# To do
Scan the entries below and state how many lines contain "lawn". No other output.
* * *
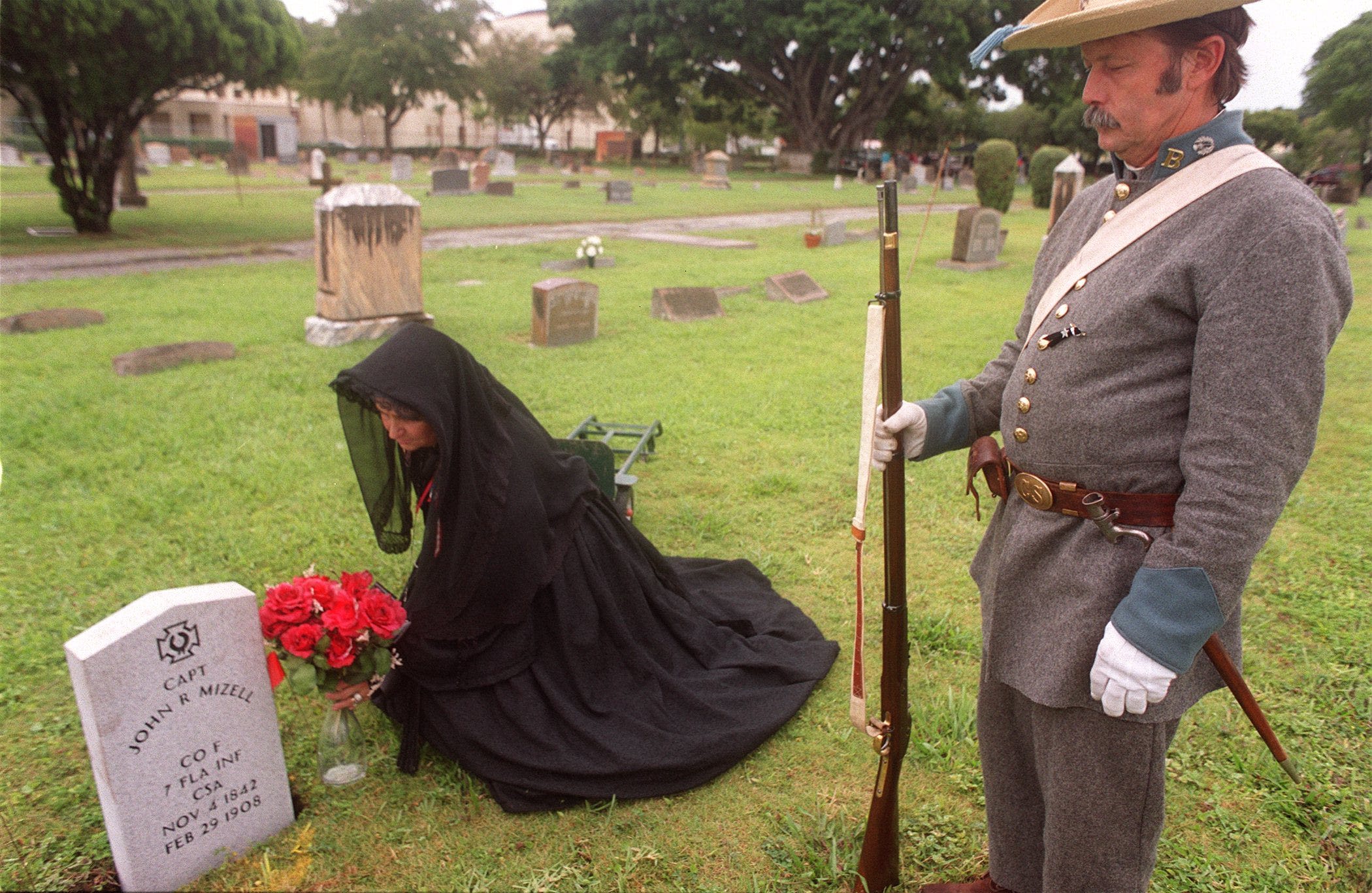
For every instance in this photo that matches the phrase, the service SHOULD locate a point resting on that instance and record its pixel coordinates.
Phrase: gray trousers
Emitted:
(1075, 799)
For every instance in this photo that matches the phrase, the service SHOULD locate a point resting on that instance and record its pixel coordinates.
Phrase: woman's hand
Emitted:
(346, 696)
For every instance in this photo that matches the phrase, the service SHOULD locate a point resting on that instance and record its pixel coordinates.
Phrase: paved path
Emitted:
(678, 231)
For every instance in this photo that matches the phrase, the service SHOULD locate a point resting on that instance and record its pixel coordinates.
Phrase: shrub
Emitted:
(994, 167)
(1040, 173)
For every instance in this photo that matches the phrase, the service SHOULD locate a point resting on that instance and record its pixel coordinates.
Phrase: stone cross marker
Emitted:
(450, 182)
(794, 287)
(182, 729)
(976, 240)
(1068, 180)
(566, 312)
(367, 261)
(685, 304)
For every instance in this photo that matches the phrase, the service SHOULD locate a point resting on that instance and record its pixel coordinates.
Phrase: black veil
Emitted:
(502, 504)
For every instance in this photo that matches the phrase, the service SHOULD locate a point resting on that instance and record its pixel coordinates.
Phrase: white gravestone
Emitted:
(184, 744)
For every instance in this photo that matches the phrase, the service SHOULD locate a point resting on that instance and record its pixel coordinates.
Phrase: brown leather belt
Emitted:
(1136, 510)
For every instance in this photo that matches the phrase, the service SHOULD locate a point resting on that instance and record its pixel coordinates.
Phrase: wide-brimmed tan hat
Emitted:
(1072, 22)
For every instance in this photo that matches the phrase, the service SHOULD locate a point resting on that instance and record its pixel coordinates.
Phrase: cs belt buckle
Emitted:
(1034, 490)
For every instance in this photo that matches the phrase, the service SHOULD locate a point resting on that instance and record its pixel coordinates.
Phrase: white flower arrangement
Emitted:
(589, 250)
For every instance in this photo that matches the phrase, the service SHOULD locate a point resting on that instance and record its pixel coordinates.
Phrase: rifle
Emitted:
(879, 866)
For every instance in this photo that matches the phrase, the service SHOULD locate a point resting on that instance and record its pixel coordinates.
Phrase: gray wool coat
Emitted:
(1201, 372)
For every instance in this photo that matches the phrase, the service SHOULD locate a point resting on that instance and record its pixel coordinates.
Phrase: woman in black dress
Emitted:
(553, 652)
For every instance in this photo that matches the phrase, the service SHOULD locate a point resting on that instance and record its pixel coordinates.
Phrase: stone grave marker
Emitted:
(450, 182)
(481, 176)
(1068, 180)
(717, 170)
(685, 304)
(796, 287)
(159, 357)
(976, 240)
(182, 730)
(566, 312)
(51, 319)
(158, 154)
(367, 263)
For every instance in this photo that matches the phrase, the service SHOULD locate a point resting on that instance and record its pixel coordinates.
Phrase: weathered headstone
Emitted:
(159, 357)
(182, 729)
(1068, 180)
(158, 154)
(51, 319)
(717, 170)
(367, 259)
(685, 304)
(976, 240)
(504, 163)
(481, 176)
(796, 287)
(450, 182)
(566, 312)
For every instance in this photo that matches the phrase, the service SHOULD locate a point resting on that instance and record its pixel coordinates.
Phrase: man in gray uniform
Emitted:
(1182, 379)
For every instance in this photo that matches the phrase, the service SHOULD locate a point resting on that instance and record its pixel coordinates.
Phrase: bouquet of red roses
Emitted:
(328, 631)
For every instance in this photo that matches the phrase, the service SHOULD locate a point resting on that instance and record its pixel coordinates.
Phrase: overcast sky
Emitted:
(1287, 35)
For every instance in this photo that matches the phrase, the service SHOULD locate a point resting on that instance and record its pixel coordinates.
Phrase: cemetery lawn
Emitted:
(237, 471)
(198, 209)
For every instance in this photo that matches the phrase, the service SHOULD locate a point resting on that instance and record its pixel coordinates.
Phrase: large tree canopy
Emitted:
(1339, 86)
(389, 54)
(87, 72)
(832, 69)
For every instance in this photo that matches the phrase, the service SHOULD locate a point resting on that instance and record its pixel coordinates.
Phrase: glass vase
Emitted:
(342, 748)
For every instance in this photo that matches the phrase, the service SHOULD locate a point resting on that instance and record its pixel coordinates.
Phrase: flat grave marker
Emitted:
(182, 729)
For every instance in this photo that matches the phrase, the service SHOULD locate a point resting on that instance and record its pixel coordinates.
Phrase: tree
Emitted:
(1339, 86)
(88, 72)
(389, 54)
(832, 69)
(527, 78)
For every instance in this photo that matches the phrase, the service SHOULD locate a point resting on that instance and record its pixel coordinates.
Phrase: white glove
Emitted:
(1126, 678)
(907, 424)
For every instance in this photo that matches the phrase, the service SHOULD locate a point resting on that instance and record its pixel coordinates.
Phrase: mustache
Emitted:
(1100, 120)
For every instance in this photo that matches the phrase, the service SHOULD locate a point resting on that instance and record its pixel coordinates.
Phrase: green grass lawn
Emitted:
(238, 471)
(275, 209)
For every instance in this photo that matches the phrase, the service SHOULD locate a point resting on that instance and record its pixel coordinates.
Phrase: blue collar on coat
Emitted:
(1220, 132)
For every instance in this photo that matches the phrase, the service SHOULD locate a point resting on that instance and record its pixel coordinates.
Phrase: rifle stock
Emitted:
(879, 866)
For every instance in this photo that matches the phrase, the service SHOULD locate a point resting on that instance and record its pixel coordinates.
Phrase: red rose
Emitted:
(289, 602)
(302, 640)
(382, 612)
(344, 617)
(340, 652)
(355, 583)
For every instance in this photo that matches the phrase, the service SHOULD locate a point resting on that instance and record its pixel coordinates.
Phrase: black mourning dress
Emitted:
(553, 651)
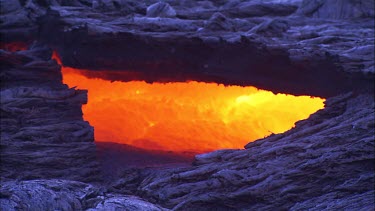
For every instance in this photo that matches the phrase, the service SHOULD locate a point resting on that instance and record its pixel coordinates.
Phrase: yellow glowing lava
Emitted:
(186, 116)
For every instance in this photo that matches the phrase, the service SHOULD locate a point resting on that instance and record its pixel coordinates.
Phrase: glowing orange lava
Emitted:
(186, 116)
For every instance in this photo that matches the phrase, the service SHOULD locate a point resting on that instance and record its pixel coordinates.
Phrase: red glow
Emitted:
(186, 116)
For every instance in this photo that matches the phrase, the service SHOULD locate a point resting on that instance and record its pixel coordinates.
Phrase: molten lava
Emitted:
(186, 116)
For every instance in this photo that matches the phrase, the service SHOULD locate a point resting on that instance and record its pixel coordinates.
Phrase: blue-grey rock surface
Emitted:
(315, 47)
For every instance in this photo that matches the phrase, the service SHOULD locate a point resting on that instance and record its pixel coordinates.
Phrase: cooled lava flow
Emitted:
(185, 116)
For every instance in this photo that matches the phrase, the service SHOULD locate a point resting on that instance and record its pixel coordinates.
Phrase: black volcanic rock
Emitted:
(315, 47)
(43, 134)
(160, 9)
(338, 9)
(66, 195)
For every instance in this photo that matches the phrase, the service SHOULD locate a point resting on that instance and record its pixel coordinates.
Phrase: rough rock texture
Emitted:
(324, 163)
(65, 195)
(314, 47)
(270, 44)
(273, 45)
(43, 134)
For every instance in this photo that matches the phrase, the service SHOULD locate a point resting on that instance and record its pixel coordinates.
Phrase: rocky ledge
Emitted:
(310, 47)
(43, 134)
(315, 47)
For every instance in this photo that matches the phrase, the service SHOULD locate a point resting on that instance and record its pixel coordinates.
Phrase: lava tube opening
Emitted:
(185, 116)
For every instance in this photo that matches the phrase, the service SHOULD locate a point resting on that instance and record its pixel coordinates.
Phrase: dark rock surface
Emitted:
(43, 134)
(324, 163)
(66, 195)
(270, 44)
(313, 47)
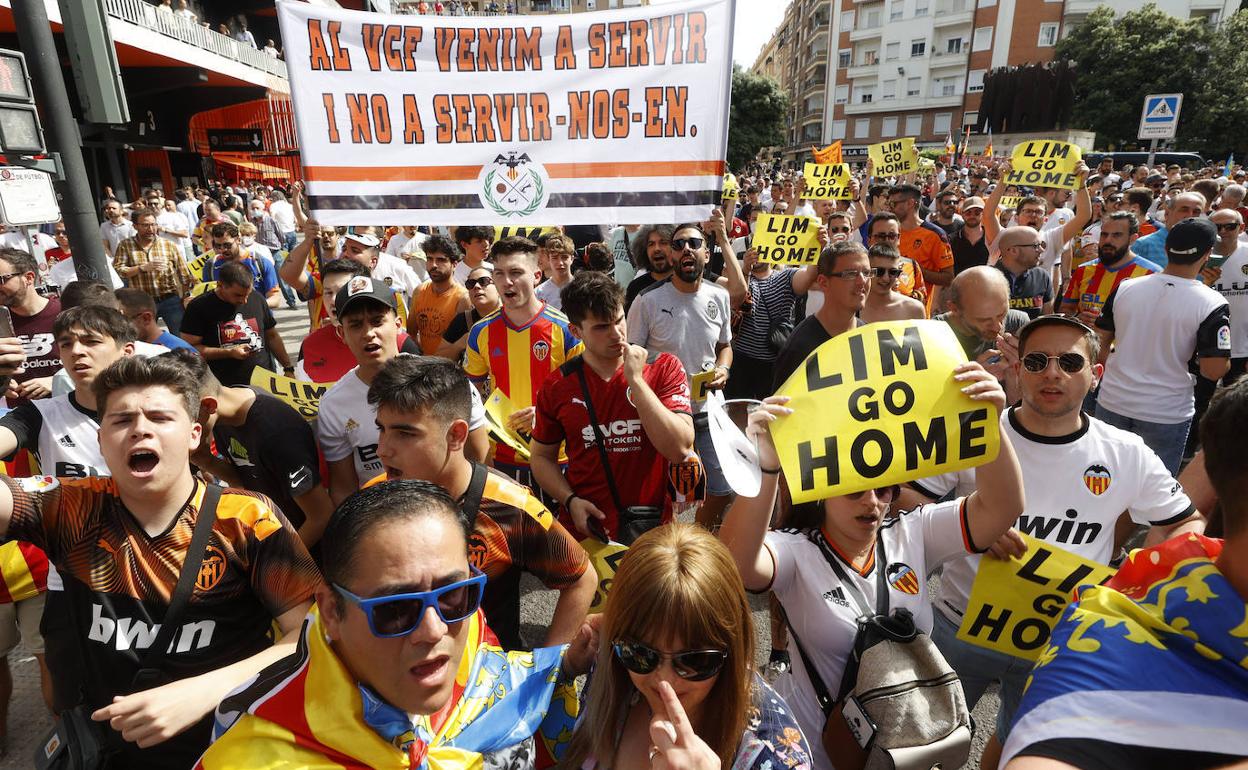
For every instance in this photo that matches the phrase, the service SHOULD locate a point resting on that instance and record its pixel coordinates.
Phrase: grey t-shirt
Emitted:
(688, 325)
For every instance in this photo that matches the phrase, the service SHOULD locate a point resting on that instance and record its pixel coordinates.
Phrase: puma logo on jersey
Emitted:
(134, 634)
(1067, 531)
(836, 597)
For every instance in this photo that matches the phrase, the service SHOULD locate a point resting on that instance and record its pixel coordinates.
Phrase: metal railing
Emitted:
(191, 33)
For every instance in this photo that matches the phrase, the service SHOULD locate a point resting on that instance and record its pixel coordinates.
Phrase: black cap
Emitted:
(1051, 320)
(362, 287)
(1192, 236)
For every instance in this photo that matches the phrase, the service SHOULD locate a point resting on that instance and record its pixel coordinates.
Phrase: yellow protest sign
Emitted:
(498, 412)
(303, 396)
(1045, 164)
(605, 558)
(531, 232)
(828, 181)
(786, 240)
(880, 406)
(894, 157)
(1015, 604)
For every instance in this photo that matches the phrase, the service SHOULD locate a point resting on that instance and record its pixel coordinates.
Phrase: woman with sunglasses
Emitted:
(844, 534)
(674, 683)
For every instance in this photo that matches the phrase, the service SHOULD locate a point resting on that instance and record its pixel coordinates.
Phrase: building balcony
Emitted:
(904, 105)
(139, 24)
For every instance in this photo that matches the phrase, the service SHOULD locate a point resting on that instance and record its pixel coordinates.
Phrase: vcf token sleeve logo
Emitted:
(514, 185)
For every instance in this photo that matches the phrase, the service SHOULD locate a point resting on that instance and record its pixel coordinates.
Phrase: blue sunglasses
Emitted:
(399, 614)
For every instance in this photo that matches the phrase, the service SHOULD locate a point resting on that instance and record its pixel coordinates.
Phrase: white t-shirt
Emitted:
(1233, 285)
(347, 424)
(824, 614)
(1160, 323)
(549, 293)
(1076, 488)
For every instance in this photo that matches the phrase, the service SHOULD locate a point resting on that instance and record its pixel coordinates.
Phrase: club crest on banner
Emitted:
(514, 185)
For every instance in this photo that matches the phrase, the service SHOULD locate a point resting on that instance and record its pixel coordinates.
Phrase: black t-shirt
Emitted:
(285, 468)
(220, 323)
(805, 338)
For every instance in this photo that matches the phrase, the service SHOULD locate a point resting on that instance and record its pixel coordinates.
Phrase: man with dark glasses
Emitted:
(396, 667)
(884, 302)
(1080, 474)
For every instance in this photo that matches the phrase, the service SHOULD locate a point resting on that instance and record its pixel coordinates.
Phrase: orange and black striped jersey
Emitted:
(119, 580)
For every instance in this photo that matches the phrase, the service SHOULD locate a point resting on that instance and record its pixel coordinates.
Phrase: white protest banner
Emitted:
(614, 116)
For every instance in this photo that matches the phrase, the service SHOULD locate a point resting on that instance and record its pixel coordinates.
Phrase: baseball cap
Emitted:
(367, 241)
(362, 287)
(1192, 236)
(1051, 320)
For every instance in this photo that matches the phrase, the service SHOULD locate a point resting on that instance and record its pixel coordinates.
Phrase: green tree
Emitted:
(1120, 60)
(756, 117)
* * *
# Written response
2